▶ [Extracted data]
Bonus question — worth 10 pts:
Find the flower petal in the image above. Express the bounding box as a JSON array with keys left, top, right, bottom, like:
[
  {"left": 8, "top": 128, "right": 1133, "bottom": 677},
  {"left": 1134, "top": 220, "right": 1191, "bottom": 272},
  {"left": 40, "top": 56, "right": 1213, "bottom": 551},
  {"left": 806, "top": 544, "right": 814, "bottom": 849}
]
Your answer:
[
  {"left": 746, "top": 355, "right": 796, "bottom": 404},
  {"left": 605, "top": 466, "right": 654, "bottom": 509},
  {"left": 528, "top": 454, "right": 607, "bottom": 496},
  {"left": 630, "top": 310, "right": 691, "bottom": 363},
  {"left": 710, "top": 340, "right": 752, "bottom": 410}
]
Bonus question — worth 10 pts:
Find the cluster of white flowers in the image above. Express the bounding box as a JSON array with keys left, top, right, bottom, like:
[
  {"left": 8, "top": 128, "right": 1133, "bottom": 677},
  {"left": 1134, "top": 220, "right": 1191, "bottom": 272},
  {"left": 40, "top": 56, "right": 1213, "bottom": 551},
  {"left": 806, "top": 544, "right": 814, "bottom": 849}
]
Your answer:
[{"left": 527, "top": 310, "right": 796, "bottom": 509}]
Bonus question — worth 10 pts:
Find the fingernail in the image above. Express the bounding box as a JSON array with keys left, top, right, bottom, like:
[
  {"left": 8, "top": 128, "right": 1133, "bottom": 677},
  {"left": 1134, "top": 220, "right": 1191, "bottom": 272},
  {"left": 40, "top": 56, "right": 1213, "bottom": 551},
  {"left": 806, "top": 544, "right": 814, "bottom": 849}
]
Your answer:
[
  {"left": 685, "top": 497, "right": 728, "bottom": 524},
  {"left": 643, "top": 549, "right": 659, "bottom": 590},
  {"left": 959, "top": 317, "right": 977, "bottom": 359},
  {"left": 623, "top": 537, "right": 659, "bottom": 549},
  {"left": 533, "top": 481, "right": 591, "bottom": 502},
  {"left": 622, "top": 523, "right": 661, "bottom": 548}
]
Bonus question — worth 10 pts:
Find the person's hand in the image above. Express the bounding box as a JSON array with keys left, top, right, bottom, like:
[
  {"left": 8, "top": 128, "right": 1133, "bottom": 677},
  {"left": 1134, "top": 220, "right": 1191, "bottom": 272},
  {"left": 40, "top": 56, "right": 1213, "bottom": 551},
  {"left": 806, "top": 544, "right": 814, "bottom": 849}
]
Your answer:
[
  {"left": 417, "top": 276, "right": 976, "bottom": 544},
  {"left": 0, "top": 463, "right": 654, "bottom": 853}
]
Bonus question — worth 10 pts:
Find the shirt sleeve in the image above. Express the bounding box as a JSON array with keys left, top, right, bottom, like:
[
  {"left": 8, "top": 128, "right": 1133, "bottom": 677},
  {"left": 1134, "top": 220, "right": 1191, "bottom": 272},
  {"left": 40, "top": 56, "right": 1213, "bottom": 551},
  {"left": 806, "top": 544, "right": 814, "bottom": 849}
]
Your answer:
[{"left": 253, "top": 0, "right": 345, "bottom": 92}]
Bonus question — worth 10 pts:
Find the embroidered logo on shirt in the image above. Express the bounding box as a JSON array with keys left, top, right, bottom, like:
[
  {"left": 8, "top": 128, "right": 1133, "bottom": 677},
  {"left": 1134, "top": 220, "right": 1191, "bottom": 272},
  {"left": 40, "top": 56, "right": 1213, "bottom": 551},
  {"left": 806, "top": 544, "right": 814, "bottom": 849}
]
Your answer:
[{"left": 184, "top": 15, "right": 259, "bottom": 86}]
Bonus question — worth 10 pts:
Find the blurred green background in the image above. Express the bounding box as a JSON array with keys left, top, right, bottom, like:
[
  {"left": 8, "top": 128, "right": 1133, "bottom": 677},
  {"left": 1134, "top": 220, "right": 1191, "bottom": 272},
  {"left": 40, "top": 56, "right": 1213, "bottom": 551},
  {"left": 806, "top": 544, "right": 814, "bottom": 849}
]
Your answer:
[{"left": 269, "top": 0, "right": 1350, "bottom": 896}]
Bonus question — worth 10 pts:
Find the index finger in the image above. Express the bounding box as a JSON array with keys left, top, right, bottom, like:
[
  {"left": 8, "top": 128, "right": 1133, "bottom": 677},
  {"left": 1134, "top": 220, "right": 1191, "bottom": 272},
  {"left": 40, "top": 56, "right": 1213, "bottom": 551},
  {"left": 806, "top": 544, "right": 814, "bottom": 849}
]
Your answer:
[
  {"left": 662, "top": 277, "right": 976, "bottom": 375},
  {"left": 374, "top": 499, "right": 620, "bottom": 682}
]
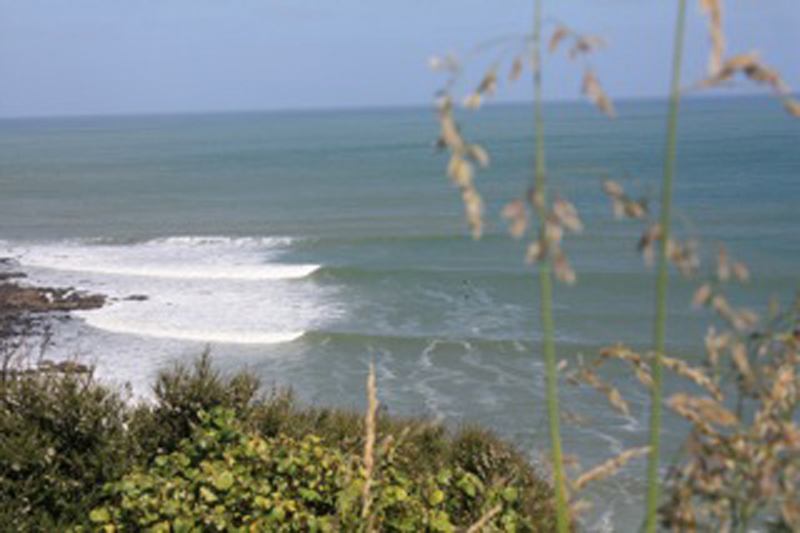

▶ [What is needed]
Would you return the data above exactly as written, minus the images?

▶ [Solution for this task]
Bonus question — worth 10 pts:
Find the flower petal in the image above. Express the bounding box as a JSON array with keys left, top, right, bottom, like:
[
  {"left": 8, "top": 128, "right": 1133, "bottom": 677},
  {"left": 1134, "top": 220, "right": 1191, "bottom": 272},
  {"left": 40, "top": 56, "right": 1213, "bottom": 551},
  {"left": 806, "top": 544, "right": 814, "bottom": 849}
]
Your answer:
[
  {"left": 746, "top": 355, "right": 796, "bottom": 404},
  {"left": 605, "top": 466, "right": 654, "bottom": 509},
  {"left": 528, "top": 454, "right": 607, "bottom": 496},
  {"left": 630, "top": 310, "right": 691, "bottom": 363},
  {"left": 710, "top": 340, "right": 752, "bottom": 410}
]
Bonus question — worth 10 pts:
Find the cluster of white flowers in the image above. Express the bounding box as a JSON array with keys left, top, right, bottom, like:
[
  {"left": 8, "top": 128, "right": 1133, "bottom": 677},
  {"left": 1134, "top": 220, "right": 1191, "bottom": 272},
  {"left": 40, "top": 56, "right": 1213, "bottom": 551},
  {"left": 806, "top": 544, "right": 814, "bottom": 849}
]
Your answer:
[{"left": 527, "top": 310, "right": 796, "bottom": 509}]
Bonus question — worth 10 pts:
Find the fingernail in the image above. Express the bounding box as a JSON array with keys left, top, right, bottom, like:
[
  {"left": 8, "top": 128, "right": 1133, "bottom": 677},
  {"left": 1134, "top": 220, "right": 1191, "bottom": 272},
  {"left": 40, "top": 56, "right": 1213, "bottom": 551},
  {"left": 806, "top": 544, "right": 814, "bottom": 849}
]
Your answer:
[
  {"left": 685, "top": 497, "right": 728, "bottom": 524},
  {"left": 643, "top": 549, "right": 659, "bottom": 590},
  {"left": 959, "top": 317, "right": 977, "bottom": 359},
  {"left": 623, "top": 537, "right": 659, "bottom": 549},
  {"left": 533, "top": 481, "right": 591, "bottom": 502},
  {"left": 622, "top": 523, "right": 661, "bottom": 548}
]
Bonus question — worth 10 pts:
Find the person's hand in the image above. Express the bounding box as a JSON array with keys left, top, right, bottom, like:
[
  {"left": 8, "top": 128, "right": 1133, "bottom": 677},
  {"left": 1134, "top": 220, "right": 1191, "bottom": 272},
  {"left": 40, "top": 56, "right": 1213, "bottom": 551},
  {"left": 806, "top": 544, "right": 814, "bottom": 849}
]
Your answer:
[
  {"left": 417, "top": 276, "right": 976, "bottom": 544},
  {"left": 0, "top": 463, "right": 654, "bottom": 853}
]
Bonus question — worth 10 pts:
Find the shirt sleeve in the image above. Express the bounding box as a JSON array with keys left, top, right, bottom, like:
[
  {"left": 8, "top": 128, "right": 1133, "bottom": 677},
  {"left": 1134, "top": 220, "right": 1191, "bottom": 272},
  {"left": 40, "top": 56, "right": 1213, "bottom": 551},
  {"left": 806, "top": 544, "right": 814, "bottom": 849}
]
Your answer:
[{"left": 253, "top": 0, "right": 345, "bottom": 92}]
Bonus question — worth 10 pts:
Find the embroidered logo on shirt in the image above. Express the bounding box as a JSON array with keys left, top, right, bottom, like:
[
  {"left": 8, "top": 128, "right": 1133, "bottom": 677},
  {"left": 1134, "top": 220, "right": 1191, "bottom": 272},
  {"left": 40, "top": 56, "right": 1213, "bottom": 551},
  {"left": 806, "top": 544, "right": 814, "bottom": 849}
]
Your answer:
[{"left": 184, "top": 15, "right": 259, "bottom": 86}]
Bonus question — worth 10 pts:
Find the blurred green background in the image above. Express the bounding box as a JSON array with keys left, top, right, bottom, like:
[
  {"left": 8, "top": 128, "right": 1133, "bottom": 677},
  {"left": 1134, "top": 220, "right": 1191, "bottom": 272},
  {"left": 40, "top": 56, "right": 1213, "bottom": 551},
  {"left": 806, "top": 544, "right": 814, "bottom": 849}
]
Your answer:
[{"left": 269, "top": 0, "right": 1350, "bottom": 896}]
Bonus question — worth 10 pts:
Find the index finger in the image above. Express the bounding box as a JSON array with keys left, top, right, bottom, like:
[
  {"left": 8, "top": 128, "right": 1133, "bottom": 677},
  {"left": 1134, "top": 220, "right": 1191, "bottom": 272},
  {"left": 40, "top": 56, "right": 1213, "bottom": 551},
  {"left": 806, "top": 544, "right": 814, "bottom": 849}
]
Your answer:
[
  {"left": 662, "top": 277, "right": 976, "bottom": 375},
  {"left": 374, "top": 499, "right": 620, "bottom": 682}
]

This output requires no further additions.